▸ **Written exercise**:
Convert every line of the rows below into a JSON list of strings, one string per line, leaving out any blank lines.

===== Data extract =====

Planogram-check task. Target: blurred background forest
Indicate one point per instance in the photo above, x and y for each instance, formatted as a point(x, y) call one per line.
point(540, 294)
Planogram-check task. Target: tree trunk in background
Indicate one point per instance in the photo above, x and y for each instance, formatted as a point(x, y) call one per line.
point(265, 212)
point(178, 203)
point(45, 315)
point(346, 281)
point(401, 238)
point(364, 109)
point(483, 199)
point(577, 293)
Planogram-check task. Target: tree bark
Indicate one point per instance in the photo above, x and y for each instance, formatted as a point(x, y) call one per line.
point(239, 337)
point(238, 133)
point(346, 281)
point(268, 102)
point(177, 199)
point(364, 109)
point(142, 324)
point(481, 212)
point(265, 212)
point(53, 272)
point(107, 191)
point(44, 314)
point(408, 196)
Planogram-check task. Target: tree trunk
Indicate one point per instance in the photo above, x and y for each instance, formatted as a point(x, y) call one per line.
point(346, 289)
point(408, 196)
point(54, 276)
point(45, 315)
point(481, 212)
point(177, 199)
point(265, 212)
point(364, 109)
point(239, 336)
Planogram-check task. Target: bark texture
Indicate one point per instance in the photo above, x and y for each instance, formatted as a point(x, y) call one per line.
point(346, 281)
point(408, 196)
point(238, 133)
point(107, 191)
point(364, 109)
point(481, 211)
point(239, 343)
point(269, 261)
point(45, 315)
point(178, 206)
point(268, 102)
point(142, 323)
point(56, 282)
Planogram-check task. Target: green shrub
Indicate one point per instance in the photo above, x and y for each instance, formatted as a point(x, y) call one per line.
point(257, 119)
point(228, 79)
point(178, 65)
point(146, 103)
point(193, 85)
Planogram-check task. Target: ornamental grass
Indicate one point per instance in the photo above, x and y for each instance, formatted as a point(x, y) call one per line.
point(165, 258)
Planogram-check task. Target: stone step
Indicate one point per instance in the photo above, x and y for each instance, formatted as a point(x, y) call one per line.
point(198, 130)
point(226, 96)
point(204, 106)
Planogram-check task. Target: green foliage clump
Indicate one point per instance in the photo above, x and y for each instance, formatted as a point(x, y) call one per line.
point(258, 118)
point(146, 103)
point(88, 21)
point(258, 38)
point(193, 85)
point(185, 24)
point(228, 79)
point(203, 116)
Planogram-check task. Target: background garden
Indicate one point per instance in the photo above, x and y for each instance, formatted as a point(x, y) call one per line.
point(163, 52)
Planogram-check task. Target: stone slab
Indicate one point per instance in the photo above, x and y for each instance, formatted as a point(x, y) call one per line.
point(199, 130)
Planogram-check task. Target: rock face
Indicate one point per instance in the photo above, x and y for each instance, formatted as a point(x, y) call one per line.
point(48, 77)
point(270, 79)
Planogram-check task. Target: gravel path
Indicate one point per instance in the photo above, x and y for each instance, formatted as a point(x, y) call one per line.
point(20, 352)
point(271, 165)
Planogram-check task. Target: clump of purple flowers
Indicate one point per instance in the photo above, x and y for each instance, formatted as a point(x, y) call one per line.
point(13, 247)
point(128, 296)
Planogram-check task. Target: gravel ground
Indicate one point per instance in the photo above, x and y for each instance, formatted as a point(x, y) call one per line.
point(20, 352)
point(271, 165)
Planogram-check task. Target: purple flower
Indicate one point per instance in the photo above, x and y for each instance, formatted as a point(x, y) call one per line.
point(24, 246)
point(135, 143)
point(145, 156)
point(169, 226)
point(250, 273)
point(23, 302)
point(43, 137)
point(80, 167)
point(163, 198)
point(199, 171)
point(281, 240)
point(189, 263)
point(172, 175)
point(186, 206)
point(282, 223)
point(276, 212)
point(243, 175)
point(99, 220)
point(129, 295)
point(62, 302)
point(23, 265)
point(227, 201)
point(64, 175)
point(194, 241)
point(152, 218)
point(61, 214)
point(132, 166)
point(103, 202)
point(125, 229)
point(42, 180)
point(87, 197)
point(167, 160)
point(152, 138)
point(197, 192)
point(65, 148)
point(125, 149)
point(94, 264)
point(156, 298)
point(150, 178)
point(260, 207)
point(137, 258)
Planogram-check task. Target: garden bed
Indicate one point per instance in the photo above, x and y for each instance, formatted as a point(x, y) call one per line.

=====

▸ **Solution to this task**:
[
  "Planogram-check task. Target: blurred background forest",
  "Indicate one point per instance in the photo above, x and y for each instance, formatted as a point(x, y) call one per line.",
  "point(540, 294)",
  "Planogram-check task. Target: tree trunk in background",
  "Indicate one point per instance in the photo above, x and y for each instance, formatted as a point(x, y) call one per line.",
  "point(265, 212)",
  "point(178, 203)",
  "point(45, 315)",
  "point(346, 281)",
  "point(401, 238)",
  "point(364, 109)",
  "point(483, 199)",
  "point(577, 293)",
  "Planogram-check task. Target: tree bark",
  "Indicate one point per instance in the photo above, x and y for each instance, formatted as a point(x, y) call one per line.",
  "point(239, 337)",
  "point(238, 133)",
  "point(346, 281)",
  "point(268, 102)",
  "point(177, 199)",
  "point(364, 109)",
  "point(142, 324)",
  "point(481, 212)",
  "point(265, 212)",
  "point(53, 272)",
  "point(107, 191)",
  "point(44, 314)",
  "point(408, 196)",
  "Planogram-check task. Target: tree trunk",
  "Indicate one point per instance in the photo above, x and y for each instance, formatted as a point(x, y) call one per line.",
  "point(346, 289)",
  "point(408, 196)",
  "point(54, 276)",
  "point(45, 315)",
  "point(481, 212)",
  "point(177, 199)",
  "point(265, 212)",
  "point(364, 109)",
  "point(239, 336)",
  "Planogram-check task. Target: bark texture",
  "Indicate one point per instance in the photo above, x and y for each instance, formatted as a point(x, y) call one per line.",
  "point(346, 281)",
  "point(408, 196)",
  "point(238, 133)",
  "point(107, 191)",
  "point(364, 109)",
  "point(481, 211)",
  "point(239, 343)",
  "point(269, 261)",
  "point(45, 315)",
  "point(178, 206)",
  "point(268, 102)",
  "point(142, 323)",
  "point(56, 282)",
  "Planogram-check task. Target: green shrub",
  "Indicate one point per instance in the photo above, x and y for each instance, formatted as a point(x, y) call one per line.",
  "point(257, 119)",
  "point(228, 79)",
  "point(178, 65)",
  "point(146, 103)",
  "point(193, 85)",
  "Planogram-check task. Target: ornamental grass",
  "Indicate one point per instance in the photo above, x and y for each instance, formatted as a point(x, y) call one per line.",
  "point(165, 258)",
  "Planogram-check task. Target: stone step",
  "Indicate one point per instance in the photo above, x and y for each instance, formatted as a point(x, y) call one per line.",
  "point(198, 130)",
  "point(226, 96)",
  "point(204, 106)",
  "Planogram-check task. Target: green foliage clump",
  "Indicate one point per instance in the photo above, x and y for each instance, formatted as a point(x, y) call one per line.",
  "point(258, 118)",
  "point(146, 103)",
  "point(88, 21)",
  "point(258, 38)",
  "point(193, 85)",
  "point(185, 24)",
  "point(228, 79)",
  "point(203, 116)",
  "Planogram-check task. Target: background garden",
  "Indicate one point per instance in the photo above, x and y for each instance, formatted as a point(x, y) call one per line.",
  "point(163, 52)",
  "Planogram-check task. Target: stone slab",
  "Indicate one point per instance in the photo above, x and y for each instance, formatted as a point(x, y) call one per line.",
  "point(199, 130)",
  "Planogram-check task. Target: rock face",
  "Indicate one point per instance in the photo above, x and y for each instance, formatted as a point(x, y) call one per line.",
  "point(48, 77)",
  "point(270, 79)",
  "Planogram-check task. Target: gravel path",
  "Indicate one point per instance in the photo above, x and y for each instance, formatted as a point(x, y) call one per line.",
  "point(20, 352)",
  "point(271, 165)",
  "Planogram-check task. Target: clump of purple flowers",
  "Indicate one point per instance in the photo above, x and y for each instance, formatted as a point(x, y) call one per line.",
  "point(13, 247)",
  "point(128, 296)",
  "Planogram-check task. Target: gravel ground",
  "Indicate one point per instance in the photo above, x and y for each instance, formatted as a point(x, y) call one per line.",
  "point(20, 352)",
  "point(271, 165)",
  "Planogram-check task. Target: purple flower",
  "Indicate one point per instance in the photo above, x and y for each instance, formatted as a point(x, y) call one per line.",
  "point(24, 246)",
  "point(135, 143)",
  "point(145, 156)",
  "point(169, 226)",
  "point(250, 273)",
  "point(23, 302)",
  "point(43, 137)",
  "point(80, 167)",
  "point(163, 198)",
  "point(199, 171)",
  "point(281, 240)",
  "point(189, 263)",
  "point(172, 175)",
  "point(186, 206)",
  "point(282, 223)",
  "point(276, 212)",
  "point(243, 175)",
  "point(99, 220)",
  "point(129, 295)",
  "point(62, 302)",
  "point(23, 265)",
  "point(227, 201)",
  "point(64, 175)",
  "point(194, 241)",
  "point(152, 218)",
  "point(61, 214)",
  "point(132, 166)",
  "point(103, 202)",
  "point(125, 229)",
  "point(42, 180)",
  "point(87, 197)",
  "point(167, 160)",
  "point(152, 138)",
  "point(197, 192)",
  "point(65, 148)",
  "point(125, 149)",
  "point(94, 264)",
  "point(156, 298)",
  "point(150, 178)",
  "point(260, 207)",
  "point(137, 258)",
  "Planogram-check task. Target: garden bed",
  "Indicate one point per instance in the photo above, x and y for each instance, formatted as a point(x, y) call one per line."
]